◆ ACTIONS TO TAKE:
1) Locate each line in the rows that contains the word "bird", with case counting, and copy those lines.
2) Proceed with the text on fast versus slow guitar playing, starting after its last sentence.

◆ TEXT SECTION:
How many notes you play or how fast you play it has nothing whatsoever to do with how 'good' music is. But the same goes for 'slow and soulful'.
The people here who keep automatically...and in my opinion, foolishly...dismissing 'shred' are overlooking a few things, and are making their own assumptions.

That little fellow could learn to play the entire Bluesbreaker album...or note-for-note Buddy Guy/George Harrison/Hubert Sumlin/Joe Pass/etc/etc licks and solos...and feel nothing whatsoever. Would our resident snobs 'ooooh' and 'ahhhhh' then? I suspect so.

Playing slow doesn't automatically make you 'soulful', just as playing fast doesn't automatically make you a good musician.

Go and count the notes on some Danny Gatton tracks and ask youself if you'd write the little guy off if he learned to play that way. Be honest. Is fast and technical playing acceptable if it's on a clean-toned telecaster. Why?

Data pulled from a collection
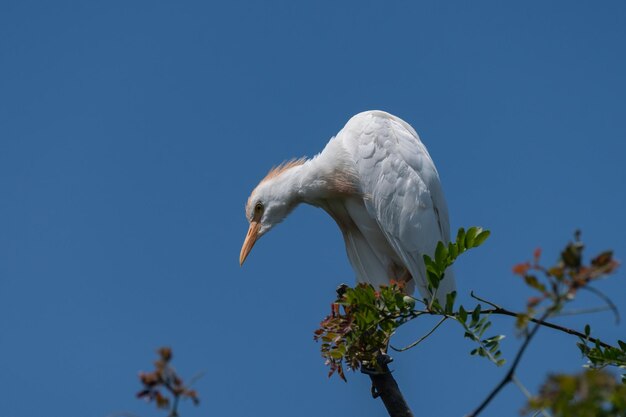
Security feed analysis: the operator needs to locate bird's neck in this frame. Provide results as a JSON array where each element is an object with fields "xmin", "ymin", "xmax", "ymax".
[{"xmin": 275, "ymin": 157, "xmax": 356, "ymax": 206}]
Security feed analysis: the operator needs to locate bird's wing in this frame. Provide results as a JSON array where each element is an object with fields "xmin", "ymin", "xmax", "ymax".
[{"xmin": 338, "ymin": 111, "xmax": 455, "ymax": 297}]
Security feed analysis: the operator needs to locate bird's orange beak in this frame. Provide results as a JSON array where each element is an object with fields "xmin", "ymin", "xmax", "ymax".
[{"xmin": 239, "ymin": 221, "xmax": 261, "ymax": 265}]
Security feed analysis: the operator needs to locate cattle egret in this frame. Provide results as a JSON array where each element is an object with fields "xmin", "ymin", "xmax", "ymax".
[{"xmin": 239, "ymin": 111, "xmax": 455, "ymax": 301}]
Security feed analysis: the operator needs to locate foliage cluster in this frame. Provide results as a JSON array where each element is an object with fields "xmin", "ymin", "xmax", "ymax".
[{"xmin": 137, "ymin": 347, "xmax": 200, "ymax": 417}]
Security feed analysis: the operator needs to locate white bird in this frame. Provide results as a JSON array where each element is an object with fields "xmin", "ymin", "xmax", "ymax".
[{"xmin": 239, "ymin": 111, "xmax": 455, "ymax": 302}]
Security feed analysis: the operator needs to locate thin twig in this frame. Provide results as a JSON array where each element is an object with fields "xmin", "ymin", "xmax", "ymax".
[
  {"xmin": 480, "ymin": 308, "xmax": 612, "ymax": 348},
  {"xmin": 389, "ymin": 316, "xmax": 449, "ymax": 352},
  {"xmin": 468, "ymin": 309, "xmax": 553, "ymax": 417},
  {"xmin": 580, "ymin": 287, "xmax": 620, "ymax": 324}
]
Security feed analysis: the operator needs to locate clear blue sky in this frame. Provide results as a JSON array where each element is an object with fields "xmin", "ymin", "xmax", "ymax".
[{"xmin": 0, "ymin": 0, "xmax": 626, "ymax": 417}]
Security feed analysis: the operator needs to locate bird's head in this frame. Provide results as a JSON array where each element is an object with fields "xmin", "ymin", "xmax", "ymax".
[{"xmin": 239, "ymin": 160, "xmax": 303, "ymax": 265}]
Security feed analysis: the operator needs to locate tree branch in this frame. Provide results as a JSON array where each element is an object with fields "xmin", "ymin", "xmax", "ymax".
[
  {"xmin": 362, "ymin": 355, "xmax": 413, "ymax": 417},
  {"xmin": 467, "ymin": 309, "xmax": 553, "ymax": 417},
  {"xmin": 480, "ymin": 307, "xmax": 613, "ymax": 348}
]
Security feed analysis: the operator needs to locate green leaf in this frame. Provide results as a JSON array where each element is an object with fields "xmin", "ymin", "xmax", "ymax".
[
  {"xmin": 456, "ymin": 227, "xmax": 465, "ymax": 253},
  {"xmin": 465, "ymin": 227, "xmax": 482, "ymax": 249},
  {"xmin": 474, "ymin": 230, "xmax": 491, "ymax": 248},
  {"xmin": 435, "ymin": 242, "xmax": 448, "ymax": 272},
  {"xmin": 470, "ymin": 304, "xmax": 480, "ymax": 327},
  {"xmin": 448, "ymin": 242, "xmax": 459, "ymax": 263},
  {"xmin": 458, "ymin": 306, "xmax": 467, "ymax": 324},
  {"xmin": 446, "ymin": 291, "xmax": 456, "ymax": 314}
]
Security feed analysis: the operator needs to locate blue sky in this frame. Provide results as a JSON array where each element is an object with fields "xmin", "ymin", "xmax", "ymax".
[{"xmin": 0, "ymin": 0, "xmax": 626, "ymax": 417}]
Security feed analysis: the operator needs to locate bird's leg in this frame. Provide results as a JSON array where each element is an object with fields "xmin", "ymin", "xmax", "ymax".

◆ ANSWERS TO THE EXERCISES:
1)
Security feed analysis: the operator needs to locate bird's neck in this frame. Provide results as a JSON array where each element is an object with fields "xmin", "ymin", "xmax", "ymax".
Security feed analysis: the operator needs to locate bird's wing in this frame. Provide results as a JSON array where each element is an object with fields "xmin", "ymin", "xmax", "ymax".
Security feed analysis: the operator needs to locate bird's orange beak in this frame. Provide results as a JSON array where each element is an object with fields "xmin", "ymin", "xmax", "ymax".
Security feed analysis: the operator needs to locate white bird in this frame. Provide results as a JSON array where each element is an object with fields "xmin", "ymin", "xmax", "ymax".
Security feed analysis: the operator needs to locate bird's head in this frame. Provide results as a JSON array where each element is an object with fields "xmin", "ymin", "xmax", "ymax".
Security feed analysis: the operator needs to locate bird's leg in this frame. Provide results as a JSON array where each element is an object with fields "xmin", "ymin", "xmax", "ymax".

2)
Do you think Mr. Gatton (and Albert Lee and Arlen Roth etc) 'feel' the music and get 'soulful' every time they mechanically performed the same high-speed licks over and over again performing their songs?

Then go and listen to some classical music and count the notes. Try Mozart.

And also consider whether a professional violinist in an orchestra (like the Berlin Philharmonic or whatever) feels and puts soul into what they play. They have to be technically proficient and....wait for it.....fast.

And consider the fact...repeat, fact...that classical musicians are playing covers. Note for note.
'Soul' and 'feeling'? You think so?

So are they musicians or not? Is someone technically gifted enough to cover Paganini or Rimsky-Korsakov a musician or just a shredder?

Go listen to the kid again and imagine he was playing those passages on a violin.
Would you consider it music then?


'Musical dead-end' my arse.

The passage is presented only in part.